Print the line containing "the rink glass" and each line after it through the end, please, with nothing added.

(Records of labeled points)
[Start]
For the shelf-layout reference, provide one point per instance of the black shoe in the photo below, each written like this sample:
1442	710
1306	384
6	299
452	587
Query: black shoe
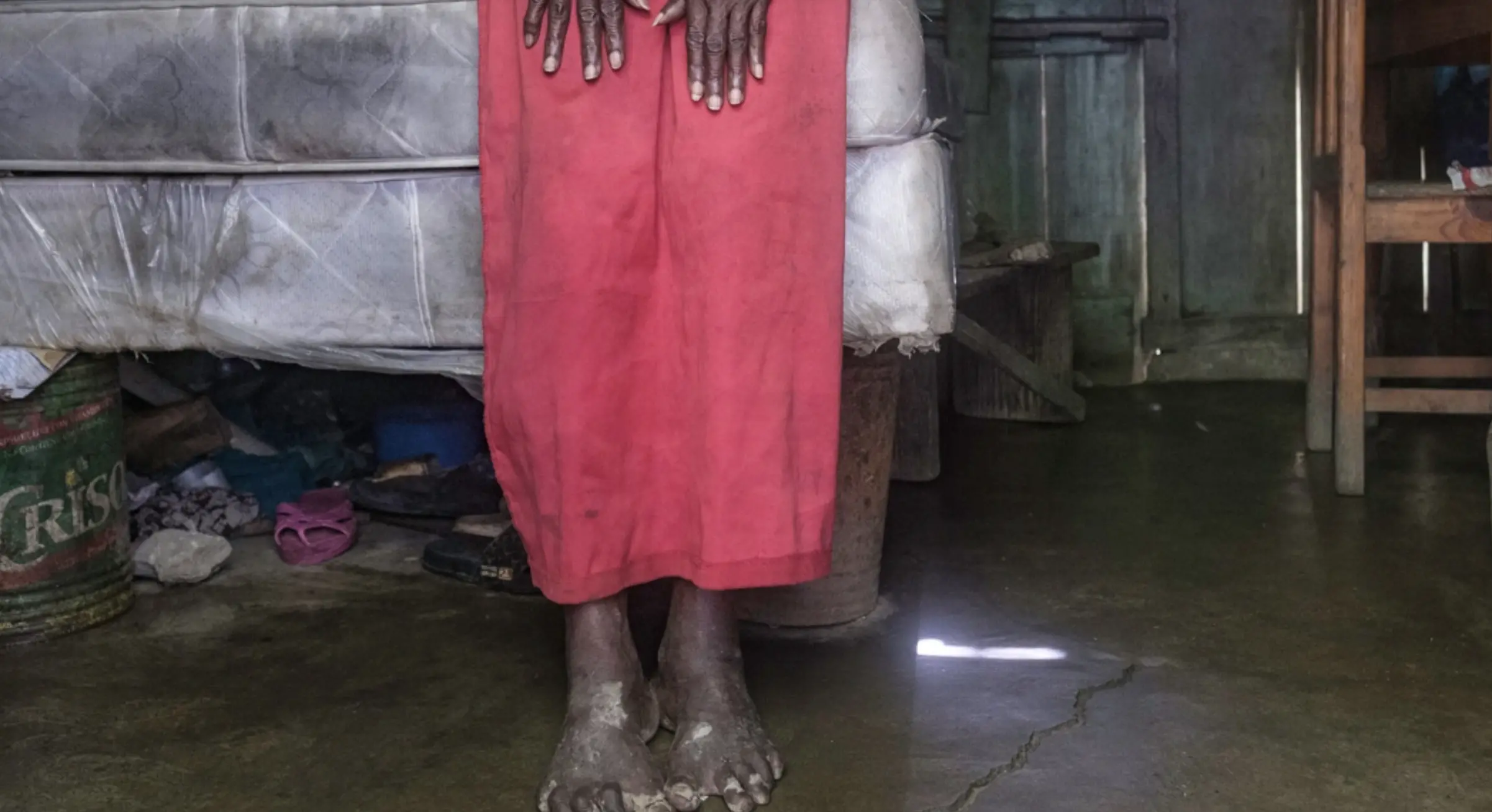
448	494
500	562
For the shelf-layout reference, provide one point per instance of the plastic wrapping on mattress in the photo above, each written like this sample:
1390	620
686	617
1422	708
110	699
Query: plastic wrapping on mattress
899	246
290	266
211	87
365	272
309	86
886	73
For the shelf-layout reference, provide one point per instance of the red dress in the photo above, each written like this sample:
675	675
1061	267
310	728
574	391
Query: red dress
665	306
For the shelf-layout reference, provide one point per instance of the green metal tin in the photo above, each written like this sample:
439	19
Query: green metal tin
65	531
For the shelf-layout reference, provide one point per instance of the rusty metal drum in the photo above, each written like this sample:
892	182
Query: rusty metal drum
867	434
65	530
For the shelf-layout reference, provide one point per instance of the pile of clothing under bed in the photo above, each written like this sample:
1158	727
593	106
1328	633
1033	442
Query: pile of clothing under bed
296	181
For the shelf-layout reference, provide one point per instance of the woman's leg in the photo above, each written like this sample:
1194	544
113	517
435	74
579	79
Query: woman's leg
721	747
602	764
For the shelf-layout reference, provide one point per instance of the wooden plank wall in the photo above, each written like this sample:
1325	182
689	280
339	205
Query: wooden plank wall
1237	114
1062	155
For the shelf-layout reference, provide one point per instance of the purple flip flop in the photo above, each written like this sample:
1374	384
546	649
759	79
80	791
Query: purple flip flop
317	530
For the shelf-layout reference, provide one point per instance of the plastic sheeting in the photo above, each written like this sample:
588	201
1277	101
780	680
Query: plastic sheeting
372	272
309	86
258	266
899	254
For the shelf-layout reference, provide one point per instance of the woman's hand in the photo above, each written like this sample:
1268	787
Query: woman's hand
596	17
722	35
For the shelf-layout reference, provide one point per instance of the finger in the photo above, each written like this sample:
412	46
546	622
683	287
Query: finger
694	39
533	19
736	798
670	14
589	14
758	39
715	39
736	47
615	45
558	27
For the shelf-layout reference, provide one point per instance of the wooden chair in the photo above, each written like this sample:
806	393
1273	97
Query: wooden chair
1349	214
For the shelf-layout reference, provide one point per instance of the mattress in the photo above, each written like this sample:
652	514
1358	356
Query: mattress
369	270
309	86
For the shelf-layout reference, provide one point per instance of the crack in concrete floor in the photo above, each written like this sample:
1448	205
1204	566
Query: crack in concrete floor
1033	742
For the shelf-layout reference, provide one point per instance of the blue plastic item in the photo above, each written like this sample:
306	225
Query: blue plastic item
270	480
450	431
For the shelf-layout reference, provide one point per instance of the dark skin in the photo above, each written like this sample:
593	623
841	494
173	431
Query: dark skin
726	39
719	747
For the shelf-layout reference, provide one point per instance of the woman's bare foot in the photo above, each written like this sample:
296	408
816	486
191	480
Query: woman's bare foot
719	746
602	764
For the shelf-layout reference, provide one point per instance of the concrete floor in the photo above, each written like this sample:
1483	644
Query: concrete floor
1231	637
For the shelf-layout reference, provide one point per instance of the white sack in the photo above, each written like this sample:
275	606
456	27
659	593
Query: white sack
886	73
899	261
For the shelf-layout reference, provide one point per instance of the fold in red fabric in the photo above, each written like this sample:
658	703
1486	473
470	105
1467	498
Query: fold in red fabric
665	291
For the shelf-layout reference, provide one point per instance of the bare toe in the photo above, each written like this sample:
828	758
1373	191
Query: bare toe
684	796
736	798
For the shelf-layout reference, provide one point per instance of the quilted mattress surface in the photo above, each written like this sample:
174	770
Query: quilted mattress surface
311	86
323	269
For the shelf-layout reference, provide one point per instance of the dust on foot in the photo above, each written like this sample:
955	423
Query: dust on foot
602	764
719	747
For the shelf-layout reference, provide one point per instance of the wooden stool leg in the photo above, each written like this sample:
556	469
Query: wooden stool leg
1352	273
1321	379
1319	391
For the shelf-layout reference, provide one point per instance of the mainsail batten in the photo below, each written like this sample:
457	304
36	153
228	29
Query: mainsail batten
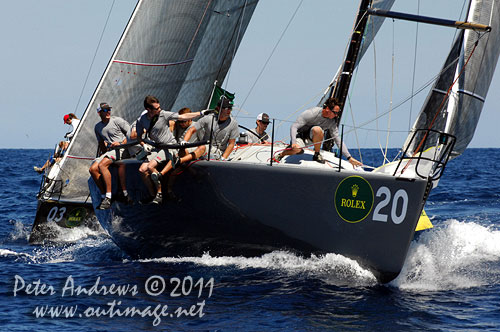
155	55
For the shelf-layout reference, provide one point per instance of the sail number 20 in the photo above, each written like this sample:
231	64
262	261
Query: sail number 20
399	205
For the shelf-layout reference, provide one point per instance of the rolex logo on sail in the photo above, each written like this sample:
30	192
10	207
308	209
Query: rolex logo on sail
354	199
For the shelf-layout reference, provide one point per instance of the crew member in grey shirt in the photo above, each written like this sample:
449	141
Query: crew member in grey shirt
225	130
310	126
262	123
110	132
156	123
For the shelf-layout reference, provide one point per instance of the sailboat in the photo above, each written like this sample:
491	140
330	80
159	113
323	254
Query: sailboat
169	49
317	208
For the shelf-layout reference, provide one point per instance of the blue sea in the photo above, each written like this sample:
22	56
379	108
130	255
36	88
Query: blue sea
83	282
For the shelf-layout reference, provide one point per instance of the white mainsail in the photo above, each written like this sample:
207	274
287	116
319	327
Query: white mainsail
459	113
172	49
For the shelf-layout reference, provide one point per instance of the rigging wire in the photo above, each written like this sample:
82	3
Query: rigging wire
439	109
95	55
414	67
392	94
269	58
236	42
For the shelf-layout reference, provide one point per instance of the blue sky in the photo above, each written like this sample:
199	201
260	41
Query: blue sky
48	47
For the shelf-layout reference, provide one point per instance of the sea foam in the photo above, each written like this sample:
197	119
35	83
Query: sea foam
454	255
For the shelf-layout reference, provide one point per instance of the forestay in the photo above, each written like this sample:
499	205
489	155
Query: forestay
459	113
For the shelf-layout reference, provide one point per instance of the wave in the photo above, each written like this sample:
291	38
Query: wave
331	268
454	255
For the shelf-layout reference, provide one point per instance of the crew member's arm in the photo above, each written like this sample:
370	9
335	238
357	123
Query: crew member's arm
229	149
190	132
192	115
101	147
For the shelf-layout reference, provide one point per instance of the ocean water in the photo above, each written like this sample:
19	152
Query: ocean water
450	282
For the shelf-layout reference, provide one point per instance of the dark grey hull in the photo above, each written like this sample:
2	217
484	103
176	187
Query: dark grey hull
53	214
231	208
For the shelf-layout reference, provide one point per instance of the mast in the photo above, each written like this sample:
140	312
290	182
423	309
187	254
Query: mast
342	87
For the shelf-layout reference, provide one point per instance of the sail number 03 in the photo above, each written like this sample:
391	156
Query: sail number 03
56	214
400	199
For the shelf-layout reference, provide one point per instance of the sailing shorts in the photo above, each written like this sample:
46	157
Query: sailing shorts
215	153
304	138
115	155
162	156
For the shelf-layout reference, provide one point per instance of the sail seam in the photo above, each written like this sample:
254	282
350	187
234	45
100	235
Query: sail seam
152	64
472	94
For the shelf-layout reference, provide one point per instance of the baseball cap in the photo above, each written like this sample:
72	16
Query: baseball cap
103	106
225	103
263	117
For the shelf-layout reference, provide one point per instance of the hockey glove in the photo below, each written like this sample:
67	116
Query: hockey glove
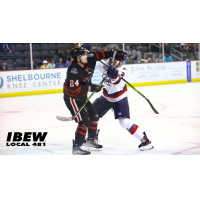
112	72
94	88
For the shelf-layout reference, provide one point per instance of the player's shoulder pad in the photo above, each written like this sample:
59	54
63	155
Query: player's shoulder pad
74	70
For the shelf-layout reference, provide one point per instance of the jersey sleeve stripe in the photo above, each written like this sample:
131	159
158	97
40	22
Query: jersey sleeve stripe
115	83
103	54
114	96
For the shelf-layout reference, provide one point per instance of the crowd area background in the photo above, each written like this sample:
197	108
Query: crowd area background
16	56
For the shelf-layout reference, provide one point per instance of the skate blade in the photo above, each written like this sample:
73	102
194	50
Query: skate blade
93	149
147	147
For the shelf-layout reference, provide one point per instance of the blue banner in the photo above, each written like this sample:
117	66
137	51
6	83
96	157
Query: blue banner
188	71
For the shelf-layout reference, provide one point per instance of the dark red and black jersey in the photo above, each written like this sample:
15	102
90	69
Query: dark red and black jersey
78	78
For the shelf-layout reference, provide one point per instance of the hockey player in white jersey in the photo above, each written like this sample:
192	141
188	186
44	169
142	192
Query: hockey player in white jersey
115	96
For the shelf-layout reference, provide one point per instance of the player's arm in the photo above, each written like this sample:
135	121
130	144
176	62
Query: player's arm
99	66
74	83
115	79
103	55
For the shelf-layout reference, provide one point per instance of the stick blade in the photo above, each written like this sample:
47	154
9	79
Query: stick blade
152	106
64	118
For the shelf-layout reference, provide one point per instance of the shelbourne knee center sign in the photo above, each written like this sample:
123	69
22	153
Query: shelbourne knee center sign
32	81
44	81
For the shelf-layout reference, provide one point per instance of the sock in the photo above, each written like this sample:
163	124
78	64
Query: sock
92	129
80	135
136	131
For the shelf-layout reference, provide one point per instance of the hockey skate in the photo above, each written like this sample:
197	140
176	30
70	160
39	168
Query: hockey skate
93	143
146	143
77	150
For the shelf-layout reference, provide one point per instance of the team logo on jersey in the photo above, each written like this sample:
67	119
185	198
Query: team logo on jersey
1	82
90	55
74	71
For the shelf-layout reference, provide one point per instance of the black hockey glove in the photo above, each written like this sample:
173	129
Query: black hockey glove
94	88
112	72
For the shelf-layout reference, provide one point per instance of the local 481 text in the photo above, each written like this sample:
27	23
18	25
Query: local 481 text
26	139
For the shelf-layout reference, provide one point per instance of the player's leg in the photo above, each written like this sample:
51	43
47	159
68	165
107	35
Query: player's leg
122	113
83	123
96	110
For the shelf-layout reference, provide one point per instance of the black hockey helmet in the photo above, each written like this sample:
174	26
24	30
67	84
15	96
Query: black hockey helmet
77	52
120	55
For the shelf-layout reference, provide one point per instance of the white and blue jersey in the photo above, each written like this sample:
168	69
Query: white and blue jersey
114	89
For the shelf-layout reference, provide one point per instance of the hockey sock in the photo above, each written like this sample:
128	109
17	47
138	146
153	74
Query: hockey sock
136	131
80	135
92	129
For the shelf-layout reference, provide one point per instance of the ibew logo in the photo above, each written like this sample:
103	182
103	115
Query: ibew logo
19	139
1	82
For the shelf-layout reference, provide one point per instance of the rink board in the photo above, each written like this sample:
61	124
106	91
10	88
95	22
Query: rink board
45	81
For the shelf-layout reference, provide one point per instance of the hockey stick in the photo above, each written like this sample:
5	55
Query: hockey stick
74	116
136	91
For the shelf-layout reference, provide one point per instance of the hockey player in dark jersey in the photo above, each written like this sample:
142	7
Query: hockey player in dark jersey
76	86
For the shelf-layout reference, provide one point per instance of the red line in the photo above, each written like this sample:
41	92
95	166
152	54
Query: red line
185	150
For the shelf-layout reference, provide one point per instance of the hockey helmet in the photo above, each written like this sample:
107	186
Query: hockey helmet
120	55
77	52
85	46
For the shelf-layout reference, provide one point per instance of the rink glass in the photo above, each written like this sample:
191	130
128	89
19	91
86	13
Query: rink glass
146	53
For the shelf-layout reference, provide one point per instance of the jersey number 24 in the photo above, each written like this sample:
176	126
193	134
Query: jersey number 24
72	83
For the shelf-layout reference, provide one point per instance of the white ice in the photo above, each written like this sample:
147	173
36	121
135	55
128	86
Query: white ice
175	131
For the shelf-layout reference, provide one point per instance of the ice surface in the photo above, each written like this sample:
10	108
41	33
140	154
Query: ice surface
[End]
> _Exercise result_
For the shelf-layout reference, provide one point per instance of the rink glass in the photo above, each written like this sample:
191	130
128	89
19	91
86	13
Query: rink glass
146	53
For the shelf-layout reference, provide one point per instance of the jersey number 24 in the photo above, each written like this sample:
176	126
193	134
Query: jersey number 24
72	83
For the shelf-layout reference, provide one point per instance of the white ice in the photo above, each written like this sample:
147	173
36	121
135	55
128	86
Query: white ice
175	131
For the shelf-layout reference, provide one point per instance of the ice surface in the photo above, each written like this sample:
10	108
41	33
140	154
Query: ice surface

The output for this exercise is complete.